== Text segment ==
I have been doing some pondering as of late on the topic of friendships and how one can understand when they have evolved beyond their current friendships and what one can do in this circumstance.
The reason why this has been a relevant topic for me is because I have a few friends who aren’t on the same level as me. I am not speaking about worth here, but rather, utility.
These friends view the world from a negative perspective.
These friends do not take care of themselves, physically or mentally.
These friends prioritize things that aren’t important.
These friends are messy within their environment which becomes a reflection of their mentality.
To say the least, it is not what I want for my future because I want to be surrounded by winners who kick ass at the game of life. My personality is set up in such a way that I require excellence, both in myself as well as those who are around me.
Your friendships will either raise you up or keep you in a place of stagnation and decay. A friendship can either allow you to improve upon your weaknesses or it can keep you covered in the blanket of ignorance.
From this perspective, friendship is a tool. It can either work for you or against you, depending on how both parties interact with themselves and each other.

== Records supplied ==
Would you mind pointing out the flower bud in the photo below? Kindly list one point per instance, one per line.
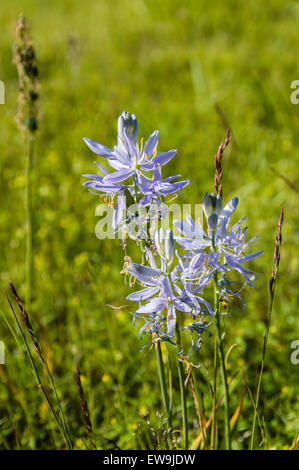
(164, 242)
(128, 122)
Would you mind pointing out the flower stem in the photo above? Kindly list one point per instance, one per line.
(161, 371)
(222, 365)
(182, 387)
(213, 435)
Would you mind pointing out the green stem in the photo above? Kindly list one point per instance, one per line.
(222, 365)
(28, 199)
(38, 380)
(266, 336)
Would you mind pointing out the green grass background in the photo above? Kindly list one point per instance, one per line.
(188, 69)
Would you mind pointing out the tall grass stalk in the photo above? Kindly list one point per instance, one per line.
(221, 356)
(25, 61)
(182, 387)
(272, 283)
(60, 419)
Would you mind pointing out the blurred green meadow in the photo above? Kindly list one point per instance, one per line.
(190, 69)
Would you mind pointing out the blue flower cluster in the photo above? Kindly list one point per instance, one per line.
(140, 165)
(188, 263)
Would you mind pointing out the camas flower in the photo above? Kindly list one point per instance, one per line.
(131, 161)
(222, 241)
(126, 157)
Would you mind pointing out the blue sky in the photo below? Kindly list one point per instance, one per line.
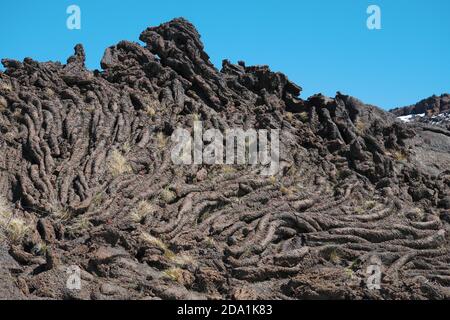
(322, 45)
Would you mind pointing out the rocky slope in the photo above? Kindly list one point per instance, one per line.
(87, 180)
(433, 111)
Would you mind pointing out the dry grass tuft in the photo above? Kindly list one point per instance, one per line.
(360, 126)
(289, 117)
(143, 209)
(3, 104)
(167, 195)
(118, 164)
(303, 116)
(14, 229)
(161, 140)
(174, 274)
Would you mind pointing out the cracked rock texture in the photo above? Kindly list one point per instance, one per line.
(87, 180)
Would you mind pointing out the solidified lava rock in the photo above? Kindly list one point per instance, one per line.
(87, 181)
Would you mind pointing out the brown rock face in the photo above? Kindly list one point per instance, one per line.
(89, 184)
(430, 106)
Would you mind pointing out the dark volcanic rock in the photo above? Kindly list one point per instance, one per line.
(88, 182)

== What you need to do ==
1 - In the piece on outgrowing friendships, what does the writer say their personality requires?
2 - Carry on the piece on outgrowing friendships, picking up after its final sentence.

== Task-by-task outputs ==
1 - Excellence, both in themselves and in those around them.

2 -
Just as a knife can be used to cut some fruit or stab someone, friendship can also be used to amplify your growth within the world or nullify it.
The quality of your life is a reflection of whom you surround yourself with. Listen, I am an advocate of relentless self-discipline, especially in the face of friends who make the easy choices. But, this ceases to work at a certain point.
The only reason why it works so well for me is because:
I am skilled at disciplined action.
I limit the amount of time that I spend with these individuals.
If you aren’t skilled at the art of self-discipline AND spend a lot of time with people who aren’t growth minded, then you become a part of the group in no time.
If you are skilled at the art of self-discipline and spend little to no time with these people, then you begin to experience progress and gain clarity.
Surround yourself with four people who eat donuts and you will likely become the fifth if you’re not careful.
Surround yourself with nine people who spend more than they earn and you will likely become the tenth if you’re not careful.
Surround yourself with two people who prioritize their health and you will likely become the third.
Your friendships matter, immensely.
The quickest way to make progress is to surround yourself with people who outclass you at nearly everything. When you are surrounded by excellence, you cannot help but become excellent yourself.
When we surround ourselves with people who are at such a high level, a beautiful process takes place:
You are FORCED to go beyond your normal standards. As a result, we do more than we ever thought we could do and this totally changes the game for us on a psychological level.
Before you know it, you begin to think like these winners.
You begin to create the same mannerisms as these winners.
You begin to act like these winners and before you know it, you’re a winner yourself.
I have just discussed why, now let’s go the how.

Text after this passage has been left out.